The records:
"""

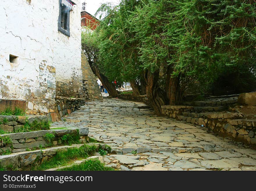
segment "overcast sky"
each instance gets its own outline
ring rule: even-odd
[[[85,0],[81,0],[81,3]],[[87,3],[86,11],[93,15],[94,15],[96,11],[103,3],[109,2],[114,3],[114,5],[119,4],[120,0],[85,0]]]

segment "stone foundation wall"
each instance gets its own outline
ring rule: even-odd
[[[86,99],[89,100],[102,100],[96,76],[93,74],[88,63],[84,53],[82,51],[81,67],[83,73],[83,89]]]
[[[75,79],[69,82],[56,81],[56,96],[75,98],[84,98],[82,82]]]
[[[26,96],[26,113],[29,115],[45,115],[54,112],[56,97],[55,68],[43,61],[39,65],[40,88]]]
[[[88,132],[87,127],[79,129],[79,141],[81,143],[86,142]],[[46,140],[44,137],[47,133],[54,133],[55,135],[55,138],[51,142]],[[77,135],[77,133],[75,129],[56,129],[1,135],[0,135],[1,137],[7,136],[10,138],[12,140],[13,143],[4,146],[0,145],[0,152],[7,150],[12,153],[24,152],[29,149],[38,148],[40,147],[61,145],[63,141],[61,138],[62,136],[67,134]]]
[[[150,105],[148,99],[146,95],[134,96],[132,94],[118,94],[117,97],[122,99],[142,102],[147,105]]]
[[[30,124],[32,123],[34,121],[40,122],[48,121],[47,117],[45,115],[0,115],[0,129],[8,133],[14,132],[23,127],[27,118]]]
[[[163,106],[162,114],[179,121],[203,125],[218,135],[256,147],[256,120],[243,119],[240,113],[194,113],[194,107]]]
[[[60,117],[66,114],[70,114],[85,104],[84,99],[56,97],[56,111]],[[54,121],[54,120],[52,120]]]

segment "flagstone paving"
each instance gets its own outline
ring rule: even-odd
[[[87,127],[111,147],[107,166],[121,170],[255,170],[256,151],[205,128],[158,117],[144,103],[87,102],[51,128]]]

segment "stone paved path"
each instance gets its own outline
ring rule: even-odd
[[[256,151],[157,117],[143,103],[104,98],[65,118],[52,128],[88,127],[89,136],[112,149],[104,158],[107,166],[121,170],[256,170]]]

"""

Directions: Copy every record above word for word, leaving out the pictures.

Finished task:
segment "overcast sky"
each instance gets its own outline
ring rule: even-odd
[[[85,0],[81,0],[81,3]],[[87,3],[86,11],[93,15],[94,15],[96,11],[103,3],[109,2],[114,3],[114,5],[119,4],[120,0],[85,0]]]

segment "stone foundation wall"
each instance gets its own outline
ring rule: even-odd
[[[86,99],[89,100],[102,100],[96,76],[93,74],[88,63],[84,53],[82,51],[81,67],[83,73],[83,89]]]
[[[75,79],[69,82],[56,81],[56,96],[75,98],[84,98],[82,82]]]
[[[26,96],[26,113],[29,115],[45,115],[54,112],[56,97],[55,68],[43,61],[39,65],[40,88]]]
[[[88,132],[87,127],[79,129],[79,141],[81,143],[86,142]],[[46,140],[44,137],[47,133],[54,133],[55,135],[55,138],[51,142]],[[77,135],[77,133],[75,129],[56,129],[1,135],[0,135],[1,137],[7,136],[10,138],[12,140],[13,143],[4,146],[0,145],[0,152],[7,150],[12,153],[24,152],[29,149],[38,148],[40,147],[61,145],[63,141],[61,138],[62,136],[67,134]]]
[[[150,105],[148,99],[146,95],[134,96],[132,94],[118,94],[117,97],[122,99],[142,102],[147,105]]]
[[[30,124],[32,123],[34,121],[40,122],[48,121],[47,117],[45,115],[0,115],[0,129],[8,133],[14,132],[23,127],[27,118]]]
[[[163,106],[162,114],[179,121],[203,125],[218,135],[256,147],[256,120],[243,119],[240,113],[194,113],[194,107]]]
[[[60,117],[66,114],[70,114],[85,104],[84,99],[56,97],[56,111]],[[54,121],[54,120],[52,120]]]

segment "flagstone paving"
each instance gets its own outline
ring rule: even-odd
[[[87,127],[111,147],[107,166],[121,170],[255,170],[256,151],[205,128],[158,117],[144,103],[87,102],[51,128]]]

segment "stone paved path"
each instance gets its own outline
ring rule: even-odd
[[[256,151],[157,117],[143,103],[104,98],[65,118],[52,128],[88,127],[89,136],[112,149],[104,158],[107,166],[121,170],[256,170]]]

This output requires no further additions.